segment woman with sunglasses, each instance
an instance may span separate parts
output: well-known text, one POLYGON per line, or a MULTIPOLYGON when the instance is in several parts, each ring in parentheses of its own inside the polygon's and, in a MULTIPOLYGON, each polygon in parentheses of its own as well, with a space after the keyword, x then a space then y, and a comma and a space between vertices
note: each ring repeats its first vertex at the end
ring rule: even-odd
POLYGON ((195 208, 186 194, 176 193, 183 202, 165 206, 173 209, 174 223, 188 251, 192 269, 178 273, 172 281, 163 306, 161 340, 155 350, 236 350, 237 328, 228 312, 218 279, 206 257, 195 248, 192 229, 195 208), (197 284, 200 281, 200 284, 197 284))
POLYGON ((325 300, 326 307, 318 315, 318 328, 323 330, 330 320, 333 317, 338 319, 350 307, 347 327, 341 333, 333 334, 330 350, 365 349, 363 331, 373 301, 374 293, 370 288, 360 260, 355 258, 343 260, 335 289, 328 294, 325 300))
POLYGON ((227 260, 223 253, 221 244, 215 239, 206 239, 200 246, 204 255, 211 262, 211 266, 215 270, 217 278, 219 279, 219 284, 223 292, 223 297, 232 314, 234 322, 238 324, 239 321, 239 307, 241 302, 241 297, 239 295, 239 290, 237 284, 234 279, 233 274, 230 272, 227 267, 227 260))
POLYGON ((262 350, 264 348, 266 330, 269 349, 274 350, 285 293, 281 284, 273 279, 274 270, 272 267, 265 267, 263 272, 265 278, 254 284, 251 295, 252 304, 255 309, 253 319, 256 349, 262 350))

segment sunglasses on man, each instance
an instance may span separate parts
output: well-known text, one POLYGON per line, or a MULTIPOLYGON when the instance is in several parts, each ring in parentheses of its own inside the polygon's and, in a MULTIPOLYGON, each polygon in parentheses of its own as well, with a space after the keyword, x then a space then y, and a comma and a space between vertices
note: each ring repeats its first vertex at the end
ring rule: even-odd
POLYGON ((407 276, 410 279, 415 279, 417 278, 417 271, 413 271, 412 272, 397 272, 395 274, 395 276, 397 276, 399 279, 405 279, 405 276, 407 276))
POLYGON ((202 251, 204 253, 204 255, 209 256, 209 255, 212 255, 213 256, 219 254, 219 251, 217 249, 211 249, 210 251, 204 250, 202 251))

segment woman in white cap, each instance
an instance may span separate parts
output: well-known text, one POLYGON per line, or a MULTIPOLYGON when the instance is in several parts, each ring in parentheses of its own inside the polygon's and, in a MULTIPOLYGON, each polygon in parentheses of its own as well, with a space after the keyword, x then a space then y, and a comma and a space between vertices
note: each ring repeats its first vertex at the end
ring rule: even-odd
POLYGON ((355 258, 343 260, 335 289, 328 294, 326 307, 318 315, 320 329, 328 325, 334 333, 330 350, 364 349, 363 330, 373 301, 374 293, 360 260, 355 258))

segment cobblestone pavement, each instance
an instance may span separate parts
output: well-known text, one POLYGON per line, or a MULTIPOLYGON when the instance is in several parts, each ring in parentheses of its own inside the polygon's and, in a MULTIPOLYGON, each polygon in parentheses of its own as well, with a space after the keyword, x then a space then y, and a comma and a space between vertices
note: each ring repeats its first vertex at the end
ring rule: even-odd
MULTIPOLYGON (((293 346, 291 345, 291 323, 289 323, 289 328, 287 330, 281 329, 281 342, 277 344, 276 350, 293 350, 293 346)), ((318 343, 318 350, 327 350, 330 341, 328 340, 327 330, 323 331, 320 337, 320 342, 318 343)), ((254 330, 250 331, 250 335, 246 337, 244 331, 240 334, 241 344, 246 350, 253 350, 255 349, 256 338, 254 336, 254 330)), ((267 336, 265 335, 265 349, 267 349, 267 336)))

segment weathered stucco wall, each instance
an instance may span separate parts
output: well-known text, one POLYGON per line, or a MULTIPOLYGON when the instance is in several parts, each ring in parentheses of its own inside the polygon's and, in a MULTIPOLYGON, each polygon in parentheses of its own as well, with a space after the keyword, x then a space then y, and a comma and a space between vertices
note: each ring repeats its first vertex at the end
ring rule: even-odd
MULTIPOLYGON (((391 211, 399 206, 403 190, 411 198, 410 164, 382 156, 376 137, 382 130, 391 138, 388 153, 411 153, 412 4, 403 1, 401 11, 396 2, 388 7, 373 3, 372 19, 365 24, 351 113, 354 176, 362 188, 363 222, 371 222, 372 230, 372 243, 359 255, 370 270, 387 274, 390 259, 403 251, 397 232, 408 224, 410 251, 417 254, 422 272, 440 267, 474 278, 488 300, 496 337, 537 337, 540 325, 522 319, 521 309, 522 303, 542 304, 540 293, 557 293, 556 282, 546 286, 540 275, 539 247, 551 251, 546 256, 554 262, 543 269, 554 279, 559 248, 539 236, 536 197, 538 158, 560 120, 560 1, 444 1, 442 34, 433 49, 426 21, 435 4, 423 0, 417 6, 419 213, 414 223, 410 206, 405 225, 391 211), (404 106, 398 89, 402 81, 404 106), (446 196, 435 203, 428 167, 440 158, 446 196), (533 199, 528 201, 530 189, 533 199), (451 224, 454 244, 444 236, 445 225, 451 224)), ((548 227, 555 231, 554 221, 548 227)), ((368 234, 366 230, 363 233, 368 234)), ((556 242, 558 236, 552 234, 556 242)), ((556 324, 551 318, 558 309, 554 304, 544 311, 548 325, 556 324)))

Work to do
Please rewrite the lines above as a numbered list, leaving out the blank lines.

The completed task
1. segment woman with sunglasses, each instance
2. an instance may span separate parts
3. output: well-known text, one POLYGON per line, or a MULTIPOLYGON when the instance is in several parts, each ring in parentheses of its own inside the polygon's and, in a MULTIPOLYGON, each polygon in parentheses of its own as well, with a space after the keyword, x then a space then y, and a comma and a space between vertices
4. note: each ring repeats its first vertex at the end
5. ring rule: even-odd
6. POLYGON ((195 208, 186 194, 176 193, 183 202, 165 206, 173 209, 174 223, 188 251, 192 269, 178 273, 172 281, 163 306, 161 340, 155 350, 236 350, 237 328, 228 312, 218 279, 206 257, 195 248, 192 229, 195 208), (197 284, 200 281, 200 284, 197 284))
7. POLYGON ((325 300, 326 307, 318 315, 318 328, 323 330, 330 320, 333 317, 338 319, 350 307, 347 327, 341 333, 333 334, 330 350, 365 349, 363 331, 373 301, 374 293, 370 288, 360 260, 355 258, 343 260, 335 289, 328 294, 325 300))
8. POLYGON ((227 260, 223 253, 221 244, 215 239, 206 239, 200 246, 204 255, 211 262, 211 266, 215 270, 217 278, 219 279, 219 284, 223 292, 223 297, 232 314, 234 322, 238 324, 239 321, 239 307, 241 302, 241 297, 239 295, 239 290, 237 284, 234 279, 233 274, 230 272, 227 267, 227 260))
9. POLYGON ((262 350, 264 348, 266 330, 269 349, 274 350, 285 293, 281 284, 273 279, 274 270, 272 267, 265 267, 263 272, 265 278, 254 284, 251 295, 252 304, 255 309, 253 319, 256 349, 262 350))
10. segment sunglasses on man, each instance
11. an instance may span separate parts
12. output: well-known text, one POLYGON per line, or a MULTIPOLYGON when the instance is in several parts, each ring in parentheses of its own inside the polygon's and, in a MULTIPOLYGON, each polygon in parentheses of its own as well, with a space after the keyword, x then a space then y, and a comma and a space between vertices
13. note: each ring repeats its first vertex at the end
14. ring rule: even-odd
15. POLYGON ((407 276, 410 279, 415 279, 417 278, 417 271, 413 271, 412 272, 397 272, 395 274, 395 276, 397 276, 399 279, 405 279, 405 276, 407 276))
16. POLYGON ((202 251, 204 253, 204 255, 209 256, 209 255, 212 255, 213 256, 219 254, 219 251, 217 249, 211 249, 210 251, 204 250, 202 251))
17. segment woman in white cap, each instance
18. an instance may span separate parts
19. output: well-known text, one POLYGON per line, or a MULTIPOLYGON when the instance is in several parts, each ring in parentheses of its own inside the polygon's and, in a MULTIPOLYGON, each polygon in parentheses of its own as well, with a space after the keyword, x then a space then y, and a comma and a space between vertices
20. note: each ring repeats its first vertex at the end
21. ring rule: even-odd
22. POLYGON ((355 258, 343 260, 335 289, 328 294, 326 307, 318 315, 320 329, 328 325, 334 333, 330 350, 364 349, 363 330, 373 301, 374 293, 360 260, 355 258))
23. segment cobblestone pavement, each instance
24. an instance may span separate parts
25. output: well-known text, one POLYGON per line, or a MULTIPOLYGON when the instance is in several parts, each ring in parentheses of its own inside the polygon's and, in a MULTIPOLYGON, each polygon in parentheses of its own as well, with a space after the keyword, x then a space then y, and a comma and a space between vertices
26. note: each ring repeats its first vertex at the end
27. ring rule: even-odd
28. MULTIPOLYGON (((293 346, 291 345, 291 323, 289 323, 289 328, 287 330, 281 329, 281 342, 277 344, 276 350, 293 350, 293 346)), ((318 343, 318 350, 327 350, 330 341, 328 340, 327 330, 323 331, 320 337, 320 342, 318 343)), ((254 330, 250 331, 250 335, 246 337, 244 331, 240 334, 241 344, 246 350, 253 350, 255 349, 256 338, 254 336, 254 330)), ((267 336, 265 335, 265 349, 267 349, 267 336)))
29. segment weathered stucco wall, each instance
30. an instance may span separate parts
31. output: well-known text, one POLYGON per line, or a MULTIPOLYGON when the instance is in several parts, each ring in parentheses of its own inside the polygon's and, in a MULTIPOLYGON, each polygon in parentheses of its own as well, with a space after the keyword, x then a space then y, and a comma and a space between vertices
32. note: each ring repeats its first vertex at the end
33. ring rule: even-odd
34. MULTIPOLYGON (((391 211, 399 206, 403 190, 411 198, 410 164, 382 156, 376 137, 382 130, 391 138, 388 153, 411 153, 412 4, 403 1, 401 11, 396 2, 388 7, 373 3, 372 19, 365 24, 351 113, 354 176, 362 188, 363 222, 371 222, 372 230, 372 243, 359 255, 370 270, 387 274, 390 259, 403 251, 397 232, 408 224, 410 251, 417 254, 422 272, 440 267, 474 278, 488 300, 496 337, 537 337, 540 325, 522 319, 521 309, 522 303, 542 304, 540 293, 557 293, 556 282, 546 286, 540 275, 539 247, 551 251, 546 256, 554 262, 543 269, 554 279, 559 248, 539 236, 536 197, 538 158, 560 120, 560 1, 444 1, 442 34, 433 49, 426 21, 435 4, 423 0, 417 6, 419 213, 414 223, 410 206, 405 225, 391 211), (404 106, 398 89, 402 81, 404 106), (446 196, 435 203, 428 167, 440 158, 446 196), (533 199, 528 201, 530 189, 533 199), (451 224, 454 244, 444 236, 445 225, 451 224)), ((548 227, 555 231, 554 221, 548 227)), ((368 234, 366 230, 363 233, 368 234)), ((556 242, 558 236, 552 234, 556 242)), ((556 324, 551 318, 558 309, 554 304, 544 311, 548 325, 556 324)))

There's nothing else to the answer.